* **Problem to work on**:
Take every line in the entries that includes the word "green" and copy it.
*** Opening of Extracted records ***
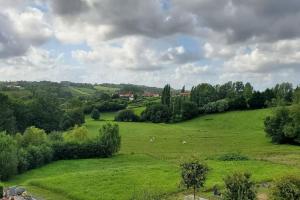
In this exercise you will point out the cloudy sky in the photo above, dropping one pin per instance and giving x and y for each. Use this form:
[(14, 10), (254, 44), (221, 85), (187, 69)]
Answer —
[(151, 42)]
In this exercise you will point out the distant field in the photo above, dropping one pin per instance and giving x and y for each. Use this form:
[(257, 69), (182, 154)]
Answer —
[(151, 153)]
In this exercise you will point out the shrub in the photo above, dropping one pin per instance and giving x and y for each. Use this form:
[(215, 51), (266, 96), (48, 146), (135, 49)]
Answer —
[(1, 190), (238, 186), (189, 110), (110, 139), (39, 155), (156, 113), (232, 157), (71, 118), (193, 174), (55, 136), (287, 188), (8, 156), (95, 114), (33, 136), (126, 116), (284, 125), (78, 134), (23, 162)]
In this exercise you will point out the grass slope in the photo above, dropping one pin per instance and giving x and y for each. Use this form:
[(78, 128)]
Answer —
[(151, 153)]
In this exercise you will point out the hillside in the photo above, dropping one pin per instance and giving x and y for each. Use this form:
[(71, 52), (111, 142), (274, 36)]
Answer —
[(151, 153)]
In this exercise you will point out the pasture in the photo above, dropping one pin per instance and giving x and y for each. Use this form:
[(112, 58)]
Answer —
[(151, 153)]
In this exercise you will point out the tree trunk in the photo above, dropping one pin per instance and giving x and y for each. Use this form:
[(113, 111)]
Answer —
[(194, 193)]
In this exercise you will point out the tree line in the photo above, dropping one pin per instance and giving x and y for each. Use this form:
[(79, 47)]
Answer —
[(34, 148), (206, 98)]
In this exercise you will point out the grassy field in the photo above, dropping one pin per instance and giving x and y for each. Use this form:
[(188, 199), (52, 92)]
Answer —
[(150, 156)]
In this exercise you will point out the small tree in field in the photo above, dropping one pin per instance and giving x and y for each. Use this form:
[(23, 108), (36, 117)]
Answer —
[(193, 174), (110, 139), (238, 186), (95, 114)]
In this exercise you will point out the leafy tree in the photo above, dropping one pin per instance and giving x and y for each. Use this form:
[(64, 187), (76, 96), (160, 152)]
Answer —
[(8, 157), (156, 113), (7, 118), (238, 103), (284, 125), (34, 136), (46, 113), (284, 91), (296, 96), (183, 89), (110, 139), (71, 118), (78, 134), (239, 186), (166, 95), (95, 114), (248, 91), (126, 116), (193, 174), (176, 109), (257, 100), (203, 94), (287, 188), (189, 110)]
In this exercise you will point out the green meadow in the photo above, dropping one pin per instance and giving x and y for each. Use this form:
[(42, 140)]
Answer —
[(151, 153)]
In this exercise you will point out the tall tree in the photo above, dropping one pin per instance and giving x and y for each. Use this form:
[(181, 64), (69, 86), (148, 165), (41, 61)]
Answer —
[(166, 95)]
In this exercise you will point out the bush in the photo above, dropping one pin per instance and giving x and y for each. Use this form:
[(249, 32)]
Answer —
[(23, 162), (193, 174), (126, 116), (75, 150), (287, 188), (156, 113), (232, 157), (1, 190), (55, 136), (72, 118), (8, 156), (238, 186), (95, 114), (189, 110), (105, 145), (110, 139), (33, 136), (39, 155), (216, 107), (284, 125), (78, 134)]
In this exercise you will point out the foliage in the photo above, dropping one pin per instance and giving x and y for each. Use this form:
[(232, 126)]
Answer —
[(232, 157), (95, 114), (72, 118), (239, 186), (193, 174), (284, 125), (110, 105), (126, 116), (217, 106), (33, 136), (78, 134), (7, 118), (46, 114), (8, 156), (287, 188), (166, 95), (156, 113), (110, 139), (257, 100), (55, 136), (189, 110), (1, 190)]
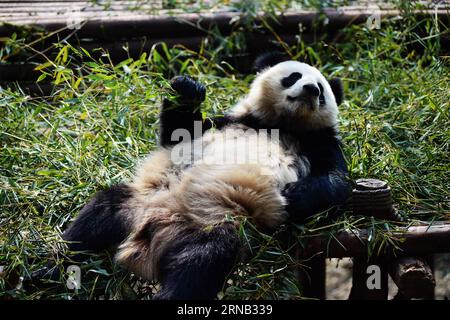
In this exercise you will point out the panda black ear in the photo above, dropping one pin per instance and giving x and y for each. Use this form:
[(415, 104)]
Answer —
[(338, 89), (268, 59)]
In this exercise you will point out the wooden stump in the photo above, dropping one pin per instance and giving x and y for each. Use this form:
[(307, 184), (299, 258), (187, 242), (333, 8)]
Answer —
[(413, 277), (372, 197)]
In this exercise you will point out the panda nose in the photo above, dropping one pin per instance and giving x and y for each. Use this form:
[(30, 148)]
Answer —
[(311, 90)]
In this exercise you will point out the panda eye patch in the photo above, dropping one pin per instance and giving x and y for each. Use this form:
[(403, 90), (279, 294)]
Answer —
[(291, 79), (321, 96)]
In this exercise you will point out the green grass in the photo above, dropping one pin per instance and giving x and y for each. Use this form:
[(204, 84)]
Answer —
*** Close of Extracted records ***
* **Your response**:
In this exercise you will point out the green meadow in the photo above, dropping one pin per instance and giving x and y for each. Use this form:
In this exercise you will point out the green grass in the photo above, dropping one pin per instance and giving x and y for each. Use this form:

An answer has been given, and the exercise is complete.